The line containing "Thank you for the photo. Please point out the church" and every line after it, through the end of the records below: repeat them exactly, nothing more.

• **Extracted data entries**:
++++++++
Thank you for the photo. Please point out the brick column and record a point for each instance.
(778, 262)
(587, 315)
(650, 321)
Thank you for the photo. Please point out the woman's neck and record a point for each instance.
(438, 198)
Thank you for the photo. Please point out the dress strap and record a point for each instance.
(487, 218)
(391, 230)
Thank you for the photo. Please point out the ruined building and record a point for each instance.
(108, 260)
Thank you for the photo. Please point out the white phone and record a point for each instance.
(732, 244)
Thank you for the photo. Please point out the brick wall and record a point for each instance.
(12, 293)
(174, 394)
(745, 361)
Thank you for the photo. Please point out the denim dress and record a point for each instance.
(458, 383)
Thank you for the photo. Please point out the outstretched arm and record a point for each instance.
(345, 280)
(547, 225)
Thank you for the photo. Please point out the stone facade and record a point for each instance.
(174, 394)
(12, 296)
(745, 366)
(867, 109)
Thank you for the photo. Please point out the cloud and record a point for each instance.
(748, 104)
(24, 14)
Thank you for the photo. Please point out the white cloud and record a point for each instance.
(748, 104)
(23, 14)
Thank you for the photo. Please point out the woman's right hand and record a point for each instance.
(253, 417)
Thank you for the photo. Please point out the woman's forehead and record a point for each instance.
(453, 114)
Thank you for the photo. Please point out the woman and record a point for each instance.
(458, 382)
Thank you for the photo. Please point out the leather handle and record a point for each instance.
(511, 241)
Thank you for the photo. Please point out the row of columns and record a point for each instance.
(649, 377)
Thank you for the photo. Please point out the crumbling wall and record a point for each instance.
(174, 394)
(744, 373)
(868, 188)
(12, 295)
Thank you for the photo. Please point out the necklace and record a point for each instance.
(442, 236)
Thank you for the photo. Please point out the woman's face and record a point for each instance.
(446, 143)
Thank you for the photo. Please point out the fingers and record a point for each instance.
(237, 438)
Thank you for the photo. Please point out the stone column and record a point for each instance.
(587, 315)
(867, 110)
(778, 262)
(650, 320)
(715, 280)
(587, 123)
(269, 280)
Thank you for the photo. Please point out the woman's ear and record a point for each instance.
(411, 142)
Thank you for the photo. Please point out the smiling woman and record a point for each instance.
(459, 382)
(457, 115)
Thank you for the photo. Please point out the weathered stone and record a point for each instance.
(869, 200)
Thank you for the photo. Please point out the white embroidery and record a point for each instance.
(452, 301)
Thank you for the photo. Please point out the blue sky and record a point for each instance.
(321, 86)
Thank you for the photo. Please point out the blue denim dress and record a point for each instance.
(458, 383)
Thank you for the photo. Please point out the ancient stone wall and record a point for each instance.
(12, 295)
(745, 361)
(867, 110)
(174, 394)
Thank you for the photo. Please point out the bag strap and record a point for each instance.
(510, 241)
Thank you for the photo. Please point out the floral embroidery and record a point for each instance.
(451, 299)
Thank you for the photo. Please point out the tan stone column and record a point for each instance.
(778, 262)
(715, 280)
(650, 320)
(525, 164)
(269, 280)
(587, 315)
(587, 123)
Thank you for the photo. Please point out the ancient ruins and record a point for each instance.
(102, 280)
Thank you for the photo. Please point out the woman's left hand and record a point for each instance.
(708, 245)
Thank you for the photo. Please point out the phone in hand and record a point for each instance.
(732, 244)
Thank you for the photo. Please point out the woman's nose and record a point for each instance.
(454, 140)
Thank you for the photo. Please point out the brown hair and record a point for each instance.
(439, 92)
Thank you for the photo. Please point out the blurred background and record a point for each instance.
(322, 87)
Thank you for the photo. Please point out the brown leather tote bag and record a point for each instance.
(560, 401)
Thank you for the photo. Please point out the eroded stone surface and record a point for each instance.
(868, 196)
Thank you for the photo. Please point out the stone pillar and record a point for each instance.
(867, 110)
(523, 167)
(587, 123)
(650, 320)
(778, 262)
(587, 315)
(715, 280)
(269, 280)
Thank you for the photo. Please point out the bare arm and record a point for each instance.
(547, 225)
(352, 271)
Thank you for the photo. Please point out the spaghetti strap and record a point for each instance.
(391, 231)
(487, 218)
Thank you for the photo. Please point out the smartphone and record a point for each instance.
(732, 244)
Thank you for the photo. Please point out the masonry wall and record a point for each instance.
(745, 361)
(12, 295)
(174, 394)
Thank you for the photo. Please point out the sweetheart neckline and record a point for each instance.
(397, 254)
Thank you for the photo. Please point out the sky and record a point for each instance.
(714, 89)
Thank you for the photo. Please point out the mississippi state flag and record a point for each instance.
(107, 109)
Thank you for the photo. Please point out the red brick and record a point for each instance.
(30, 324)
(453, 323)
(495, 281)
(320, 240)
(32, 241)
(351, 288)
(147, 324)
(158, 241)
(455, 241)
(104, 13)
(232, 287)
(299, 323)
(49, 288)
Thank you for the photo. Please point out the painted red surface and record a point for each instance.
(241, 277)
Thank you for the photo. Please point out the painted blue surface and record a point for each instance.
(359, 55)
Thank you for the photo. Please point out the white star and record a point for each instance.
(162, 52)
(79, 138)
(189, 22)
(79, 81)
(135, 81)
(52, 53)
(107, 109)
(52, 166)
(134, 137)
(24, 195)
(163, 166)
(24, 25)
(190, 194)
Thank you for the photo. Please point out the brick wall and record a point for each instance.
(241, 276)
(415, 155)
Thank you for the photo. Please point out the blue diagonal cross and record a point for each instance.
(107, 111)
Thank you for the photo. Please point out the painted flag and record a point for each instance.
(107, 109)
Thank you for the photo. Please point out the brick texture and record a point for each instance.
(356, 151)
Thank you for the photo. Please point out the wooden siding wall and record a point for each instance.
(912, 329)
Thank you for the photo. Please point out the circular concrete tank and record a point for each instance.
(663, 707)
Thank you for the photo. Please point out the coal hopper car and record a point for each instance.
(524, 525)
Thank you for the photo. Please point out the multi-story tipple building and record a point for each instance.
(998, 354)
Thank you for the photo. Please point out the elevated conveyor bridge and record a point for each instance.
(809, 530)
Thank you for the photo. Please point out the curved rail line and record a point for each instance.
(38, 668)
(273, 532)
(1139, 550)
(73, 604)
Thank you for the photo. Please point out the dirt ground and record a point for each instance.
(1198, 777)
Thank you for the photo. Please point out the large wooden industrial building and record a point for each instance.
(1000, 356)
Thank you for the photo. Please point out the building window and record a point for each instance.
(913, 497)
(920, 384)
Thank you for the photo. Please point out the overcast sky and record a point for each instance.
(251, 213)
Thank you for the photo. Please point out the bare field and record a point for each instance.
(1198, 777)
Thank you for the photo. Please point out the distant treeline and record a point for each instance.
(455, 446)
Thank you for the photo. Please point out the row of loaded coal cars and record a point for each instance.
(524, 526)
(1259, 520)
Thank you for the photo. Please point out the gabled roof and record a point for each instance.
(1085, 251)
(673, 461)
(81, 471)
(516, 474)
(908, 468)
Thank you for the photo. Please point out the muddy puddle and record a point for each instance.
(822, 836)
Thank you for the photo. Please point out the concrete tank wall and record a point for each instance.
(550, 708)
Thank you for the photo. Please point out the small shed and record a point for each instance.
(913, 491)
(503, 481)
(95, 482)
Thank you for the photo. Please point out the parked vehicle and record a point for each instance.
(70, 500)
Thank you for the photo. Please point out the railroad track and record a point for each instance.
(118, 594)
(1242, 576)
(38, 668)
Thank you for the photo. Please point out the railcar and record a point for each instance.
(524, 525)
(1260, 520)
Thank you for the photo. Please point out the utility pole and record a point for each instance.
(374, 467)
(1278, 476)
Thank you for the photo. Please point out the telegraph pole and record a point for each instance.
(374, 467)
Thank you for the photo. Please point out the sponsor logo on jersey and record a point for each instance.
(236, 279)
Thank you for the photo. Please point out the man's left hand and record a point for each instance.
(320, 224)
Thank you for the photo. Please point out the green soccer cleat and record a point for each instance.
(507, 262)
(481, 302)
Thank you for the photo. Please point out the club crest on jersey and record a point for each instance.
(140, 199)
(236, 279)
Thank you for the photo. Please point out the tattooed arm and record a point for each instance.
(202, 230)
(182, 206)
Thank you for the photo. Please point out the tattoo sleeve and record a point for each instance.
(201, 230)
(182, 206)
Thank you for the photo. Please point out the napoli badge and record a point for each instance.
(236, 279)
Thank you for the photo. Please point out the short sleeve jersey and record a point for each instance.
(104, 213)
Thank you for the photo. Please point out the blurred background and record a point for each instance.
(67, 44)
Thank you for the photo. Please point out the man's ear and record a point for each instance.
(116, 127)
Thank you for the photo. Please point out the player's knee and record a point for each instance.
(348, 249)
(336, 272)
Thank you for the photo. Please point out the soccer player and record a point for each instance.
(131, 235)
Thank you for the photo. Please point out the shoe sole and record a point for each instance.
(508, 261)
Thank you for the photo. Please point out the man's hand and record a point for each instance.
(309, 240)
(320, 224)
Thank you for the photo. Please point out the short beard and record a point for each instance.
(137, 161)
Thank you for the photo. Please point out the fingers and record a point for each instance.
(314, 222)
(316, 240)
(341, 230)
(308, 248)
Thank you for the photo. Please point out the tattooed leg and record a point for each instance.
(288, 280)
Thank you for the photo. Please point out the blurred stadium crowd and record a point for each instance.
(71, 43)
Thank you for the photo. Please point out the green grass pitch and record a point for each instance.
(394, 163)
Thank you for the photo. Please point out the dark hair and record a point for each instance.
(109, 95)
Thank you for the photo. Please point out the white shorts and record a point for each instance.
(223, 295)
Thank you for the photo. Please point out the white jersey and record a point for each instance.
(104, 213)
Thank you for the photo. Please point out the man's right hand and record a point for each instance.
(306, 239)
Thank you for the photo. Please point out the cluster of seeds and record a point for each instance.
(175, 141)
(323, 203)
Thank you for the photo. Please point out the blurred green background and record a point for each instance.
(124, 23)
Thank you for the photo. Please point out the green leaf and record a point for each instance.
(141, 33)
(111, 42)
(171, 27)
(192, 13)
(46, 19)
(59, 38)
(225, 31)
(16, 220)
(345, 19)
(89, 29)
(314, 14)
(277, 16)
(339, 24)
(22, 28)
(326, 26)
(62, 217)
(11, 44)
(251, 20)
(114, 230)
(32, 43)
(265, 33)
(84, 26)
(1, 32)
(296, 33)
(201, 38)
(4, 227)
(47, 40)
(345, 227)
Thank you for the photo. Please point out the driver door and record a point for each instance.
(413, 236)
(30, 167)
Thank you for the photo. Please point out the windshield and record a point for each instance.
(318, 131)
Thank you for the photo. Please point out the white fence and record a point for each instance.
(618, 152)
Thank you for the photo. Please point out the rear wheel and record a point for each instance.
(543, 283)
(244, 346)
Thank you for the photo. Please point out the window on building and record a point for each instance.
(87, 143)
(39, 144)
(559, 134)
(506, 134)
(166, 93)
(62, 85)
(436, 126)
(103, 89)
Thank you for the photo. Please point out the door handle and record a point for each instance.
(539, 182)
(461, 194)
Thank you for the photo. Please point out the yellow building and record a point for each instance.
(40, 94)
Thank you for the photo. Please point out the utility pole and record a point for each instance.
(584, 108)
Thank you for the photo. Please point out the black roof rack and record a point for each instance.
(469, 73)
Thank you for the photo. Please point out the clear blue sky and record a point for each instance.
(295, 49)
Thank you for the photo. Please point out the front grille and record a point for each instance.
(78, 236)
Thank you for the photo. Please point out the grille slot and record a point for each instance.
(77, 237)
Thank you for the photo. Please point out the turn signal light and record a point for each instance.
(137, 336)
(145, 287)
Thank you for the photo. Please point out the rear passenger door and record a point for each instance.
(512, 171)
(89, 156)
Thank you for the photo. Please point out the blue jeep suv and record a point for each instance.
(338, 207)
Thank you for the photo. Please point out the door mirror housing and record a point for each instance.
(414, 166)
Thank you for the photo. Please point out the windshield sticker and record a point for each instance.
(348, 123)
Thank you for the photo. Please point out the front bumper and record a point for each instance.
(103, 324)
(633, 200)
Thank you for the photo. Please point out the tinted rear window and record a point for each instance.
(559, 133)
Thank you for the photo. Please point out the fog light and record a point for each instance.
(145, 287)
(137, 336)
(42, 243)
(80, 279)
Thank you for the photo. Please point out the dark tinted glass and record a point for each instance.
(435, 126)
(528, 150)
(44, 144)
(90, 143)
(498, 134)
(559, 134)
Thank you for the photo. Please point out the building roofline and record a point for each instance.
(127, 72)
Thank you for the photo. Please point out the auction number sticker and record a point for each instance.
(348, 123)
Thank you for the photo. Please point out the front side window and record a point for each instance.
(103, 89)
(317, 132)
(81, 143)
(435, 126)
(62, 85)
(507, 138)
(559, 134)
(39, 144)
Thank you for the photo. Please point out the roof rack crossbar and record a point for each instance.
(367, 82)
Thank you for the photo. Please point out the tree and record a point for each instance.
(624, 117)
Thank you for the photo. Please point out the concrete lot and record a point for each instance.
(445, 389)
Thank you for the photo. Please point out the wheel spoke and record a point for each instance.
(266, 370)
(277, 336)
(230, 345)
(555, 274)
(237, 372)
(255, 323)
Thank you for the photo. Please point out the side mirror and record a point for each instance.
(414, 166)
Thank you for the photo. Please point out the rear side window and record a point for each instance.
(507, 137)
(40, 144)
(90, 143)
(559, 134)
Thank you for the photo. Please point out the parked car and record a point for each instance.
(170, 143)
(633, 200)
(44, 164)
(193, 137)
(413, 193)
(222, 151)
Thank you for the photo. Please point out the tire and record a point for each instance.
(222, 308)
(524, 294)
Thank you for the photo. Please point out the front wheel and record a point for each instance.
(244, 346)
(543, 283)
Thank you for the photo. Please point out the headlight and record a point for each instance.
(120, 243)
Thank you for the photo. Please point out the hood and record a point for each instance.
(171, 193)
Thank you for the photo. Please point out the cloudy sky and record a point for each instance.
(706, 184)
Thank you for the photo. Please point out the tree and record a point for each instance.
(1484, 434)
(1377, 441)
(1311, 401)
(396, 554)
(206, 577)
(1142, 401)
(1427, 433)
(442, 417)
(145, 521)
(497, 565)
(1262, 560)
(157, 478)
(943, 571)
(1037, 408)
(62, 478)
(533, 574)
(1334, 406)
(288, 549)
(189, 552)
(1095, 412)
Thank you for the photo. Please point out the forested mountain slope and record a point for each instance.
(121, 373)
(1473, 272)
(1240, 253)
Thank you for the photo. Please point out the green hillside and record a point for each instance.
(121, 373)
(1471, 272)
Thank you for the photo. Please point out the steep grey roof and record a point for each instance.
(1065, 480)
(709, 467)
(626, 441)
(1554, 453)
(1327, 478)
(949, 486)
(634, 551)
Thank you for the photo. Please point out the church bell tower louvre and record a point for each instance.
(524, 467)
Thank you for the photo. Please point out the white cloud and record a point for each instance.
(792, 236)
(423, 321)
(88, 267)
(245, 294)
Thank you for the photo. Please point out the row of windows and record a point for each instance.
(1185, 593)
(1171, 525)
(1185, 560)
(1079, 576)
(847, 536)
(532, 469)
++++++++
• **Reply to the task**:
Thank you for the photo. Please point out the church bell tower louvre and record a point for each instance.
(524, 467)
Thank you for the photo. Please point out the white cloud and record a point for each instance.
(792, 236)
(423, 321)
(88, 267)
(245, 294)
Thank you for the photo. Please point out the row of windows and record a point for each instance.
(1185, 593)
(1171, 525)
(1185, 560)
(1079, 576)
(847, 536)
(532, 469)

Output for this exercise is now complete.